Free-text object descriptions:
-.-.-
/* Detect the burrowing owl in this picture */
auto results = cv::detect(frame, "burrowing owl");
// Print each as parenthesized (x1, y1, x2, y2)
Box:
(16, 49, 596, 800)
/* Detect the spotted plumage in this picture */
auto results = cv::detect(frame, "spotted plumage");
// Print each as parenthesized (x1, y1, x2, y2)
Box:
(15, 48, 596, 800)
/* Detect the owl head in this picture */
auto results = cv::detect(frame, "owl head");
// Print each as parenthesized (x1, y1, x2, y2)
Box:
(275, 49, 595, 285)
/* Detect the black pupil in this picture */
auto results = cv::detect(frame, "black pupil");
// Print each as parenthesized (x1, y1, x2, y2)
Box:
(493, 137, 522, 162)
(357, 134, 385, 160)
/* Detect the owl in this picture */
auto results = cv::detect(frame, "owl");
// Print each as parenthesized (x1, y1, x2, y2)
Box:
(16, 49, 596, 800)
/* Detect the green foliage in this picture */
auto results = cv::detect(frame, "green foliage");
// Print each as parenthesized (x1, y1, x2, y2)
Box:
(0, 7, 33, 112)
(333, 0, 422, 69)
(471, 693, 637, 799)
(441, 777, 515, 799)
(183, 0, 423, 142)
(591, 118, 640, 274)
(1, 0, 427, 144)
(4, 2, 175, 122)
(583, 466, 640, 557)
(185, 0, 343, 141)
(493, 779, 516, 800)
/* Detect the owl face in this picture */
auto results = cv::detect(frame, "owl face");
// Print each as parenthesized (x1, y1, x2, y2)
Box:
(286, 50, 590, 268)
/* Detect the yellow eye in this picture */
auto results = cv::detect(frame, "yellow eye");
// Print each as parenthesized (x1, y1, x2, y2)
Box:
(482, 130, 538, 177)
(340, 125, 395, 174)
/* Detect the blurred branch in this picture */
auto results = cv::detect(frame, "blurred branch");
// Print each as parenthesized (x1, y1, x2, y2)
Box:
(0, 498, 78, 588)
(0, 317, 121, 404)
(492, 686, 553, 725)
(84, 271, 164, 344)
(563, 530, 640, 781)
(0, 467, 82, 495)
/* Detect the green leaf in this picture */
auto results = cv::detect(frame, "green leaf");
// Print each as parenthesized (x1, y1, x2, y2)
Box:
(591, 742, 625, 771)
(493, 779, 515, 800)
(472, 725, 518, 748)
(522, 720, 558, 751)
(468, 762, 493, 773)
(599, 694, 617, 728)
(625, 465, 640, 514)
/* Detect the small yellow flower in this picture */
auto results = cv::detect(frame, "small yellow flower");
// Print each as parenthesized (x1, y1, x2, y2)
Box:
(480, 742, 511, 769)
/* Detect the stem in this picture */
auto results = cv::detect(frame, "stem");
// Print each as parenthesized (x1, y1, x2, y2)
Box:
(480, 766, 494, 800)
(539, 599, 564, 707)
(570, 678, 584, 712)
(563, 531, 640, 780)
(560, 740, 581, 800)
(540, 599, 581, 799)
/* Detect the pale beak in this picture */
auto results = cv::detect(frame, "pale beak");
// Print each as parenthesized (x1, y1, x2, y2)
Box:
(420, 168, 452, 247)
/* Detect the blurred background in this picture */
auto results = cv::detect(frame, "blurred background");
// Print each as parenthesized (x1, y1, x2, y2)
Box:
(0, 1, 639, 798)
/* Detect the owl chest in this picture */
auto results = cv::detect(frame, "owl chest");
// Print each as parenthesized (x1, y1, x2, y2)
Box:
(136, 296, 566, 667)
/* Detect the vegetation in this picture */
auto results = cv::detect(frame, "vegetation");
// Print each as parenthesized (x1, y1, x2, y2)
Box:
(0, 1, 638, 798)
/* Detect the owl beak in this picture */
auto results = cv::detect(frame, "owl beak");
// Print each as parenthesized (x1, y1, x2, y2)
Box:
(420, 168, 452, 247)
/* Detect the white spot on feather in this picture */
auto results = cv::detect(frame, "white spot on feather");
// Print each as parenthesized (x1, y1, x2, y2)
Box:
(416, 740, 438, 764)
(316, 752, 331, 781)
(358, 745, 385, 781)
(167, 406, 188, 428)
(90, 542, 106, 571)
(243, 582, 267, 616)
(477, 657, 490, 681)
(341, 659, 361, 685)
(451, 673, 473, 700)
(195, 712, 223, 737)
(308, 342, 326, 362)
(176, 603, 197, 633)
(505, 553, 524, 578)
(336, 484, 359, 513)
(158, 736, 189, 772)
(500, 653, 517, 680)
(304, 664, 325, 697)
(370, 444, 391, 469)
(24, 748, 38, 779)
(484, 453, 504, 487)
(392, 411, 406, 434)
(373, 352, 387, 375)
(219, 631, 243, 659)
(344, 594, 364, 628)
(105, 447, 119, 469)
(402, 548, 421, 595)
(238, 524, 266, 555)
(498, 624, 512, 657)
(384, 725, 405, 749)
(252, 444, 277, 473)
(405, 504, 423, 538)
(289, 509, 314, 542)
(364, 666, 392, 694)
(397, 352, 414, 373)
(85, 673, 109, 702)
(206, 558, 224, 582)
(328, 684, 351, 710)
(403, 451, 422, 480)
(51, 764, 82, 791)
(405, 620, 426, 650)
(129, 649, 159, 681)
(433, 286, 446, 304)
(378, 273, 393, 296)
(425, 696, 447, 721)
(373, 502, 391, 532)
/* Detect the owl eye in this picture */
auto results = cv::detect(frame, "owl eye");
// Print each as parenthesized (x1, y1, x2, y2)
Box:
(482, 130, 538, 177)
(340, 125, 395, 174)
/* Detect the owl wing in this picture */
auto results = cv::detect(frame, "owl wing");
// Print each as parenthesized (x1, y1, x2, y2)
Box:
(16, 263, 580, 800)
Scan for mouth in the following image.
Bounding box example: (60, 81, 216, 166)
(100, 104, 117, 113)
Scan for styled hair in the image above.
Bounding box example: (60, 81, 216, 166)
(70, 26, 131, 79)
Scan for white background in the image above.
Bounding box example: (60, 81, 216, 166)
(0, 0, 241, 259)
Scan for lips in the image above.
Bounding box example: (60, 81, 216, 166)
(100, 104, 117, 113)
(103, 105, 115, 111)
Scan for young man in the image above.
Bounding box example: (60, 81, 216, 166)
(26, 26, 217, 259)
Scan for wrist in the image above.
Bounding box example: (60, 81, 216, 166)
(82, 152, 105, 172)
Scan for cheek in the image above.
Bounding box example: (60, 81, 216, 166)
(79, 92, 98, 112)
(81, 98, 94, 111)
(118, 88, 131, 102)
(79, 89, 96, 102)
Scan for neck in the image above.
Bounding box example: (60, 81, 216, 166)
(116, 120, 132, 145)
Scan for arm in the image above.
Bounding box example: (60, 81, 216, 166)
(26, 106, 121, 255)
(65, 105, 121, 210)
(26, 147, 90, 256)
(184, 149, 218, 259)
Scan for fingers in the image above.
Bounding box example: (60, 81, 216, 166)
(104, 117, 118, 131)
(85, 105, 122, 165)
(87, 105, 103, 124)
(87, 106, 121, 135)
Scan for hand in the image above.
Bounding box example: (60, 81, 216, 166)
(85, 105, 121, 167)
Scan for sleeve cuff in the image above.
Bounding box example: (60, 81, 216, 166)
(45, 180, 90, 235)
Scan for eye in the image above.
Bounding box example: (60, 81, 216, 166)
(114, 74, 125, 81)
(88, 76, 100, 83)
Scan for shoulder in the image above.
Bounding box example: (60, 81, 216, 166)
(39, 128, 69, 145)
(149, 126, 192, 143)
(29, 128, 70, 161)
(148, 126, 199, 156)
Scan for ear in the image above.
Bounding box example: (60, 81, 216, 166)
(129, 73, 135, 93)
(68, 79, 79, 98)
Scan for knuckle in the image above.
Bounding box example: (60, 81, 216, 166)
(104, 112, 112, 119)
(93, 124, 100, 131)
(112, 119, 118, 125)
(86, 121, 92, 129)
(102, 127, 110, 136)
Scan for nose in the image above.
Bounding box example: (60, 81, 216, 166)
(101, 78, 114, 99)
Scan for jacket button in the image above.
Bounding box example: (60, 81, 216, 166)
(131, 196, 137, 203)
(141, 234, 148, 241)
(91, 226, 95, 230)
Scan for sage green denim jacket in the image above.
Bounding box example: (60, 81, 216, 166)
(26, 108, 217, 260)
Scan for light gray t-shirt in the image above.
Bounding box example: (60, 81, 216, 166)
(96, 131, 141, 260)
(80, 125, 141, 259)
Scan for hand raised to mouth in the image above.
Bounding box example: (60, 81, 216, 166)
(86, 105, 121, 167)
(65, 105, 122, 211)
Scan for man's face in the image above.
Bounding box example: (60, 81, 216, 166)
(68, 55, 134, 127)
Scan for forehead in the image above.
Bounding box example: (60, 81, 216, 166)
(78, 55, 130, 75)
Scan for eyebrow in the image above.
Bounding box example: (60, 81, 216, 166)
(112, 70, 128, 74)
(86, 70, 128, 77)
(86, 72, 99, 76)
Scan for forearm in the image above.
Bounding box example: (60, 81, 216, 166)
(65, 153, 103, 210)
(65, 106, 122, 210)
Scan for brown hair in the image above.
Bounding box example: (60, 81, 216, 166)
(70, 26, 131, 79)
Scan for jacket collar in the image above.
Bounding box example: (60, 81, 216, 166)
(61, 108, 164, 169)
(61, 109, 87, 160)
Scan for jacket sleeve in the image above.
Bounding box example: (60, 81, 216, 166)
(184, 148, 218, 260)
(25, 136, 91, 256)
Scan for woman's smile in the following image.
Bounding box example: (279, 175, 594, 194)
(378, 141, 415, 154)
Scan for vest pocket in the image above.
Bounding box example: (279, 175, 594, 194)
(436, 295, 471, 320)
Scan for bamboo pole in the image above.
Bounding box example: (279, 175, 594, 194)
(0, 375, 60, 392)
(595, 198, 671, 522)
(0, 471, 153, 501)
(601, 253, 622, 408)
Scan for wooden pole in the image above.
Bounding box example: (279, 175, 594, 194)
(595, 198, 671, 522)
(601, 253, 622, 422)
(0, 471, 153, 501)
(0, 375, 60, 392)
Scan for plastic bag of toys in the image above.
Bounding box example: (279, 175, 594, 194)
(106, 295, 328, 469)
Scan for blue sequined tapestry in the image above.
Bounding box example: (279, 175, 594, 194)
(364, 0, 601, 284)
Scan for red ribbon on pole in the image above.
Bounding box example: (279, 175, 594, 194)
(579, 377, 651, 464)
-.-.-
| PROBLEM DETAILS |
The answer should be a single number: the count of lines in the records that hold the string "green".

| FINAL ANSWER |
5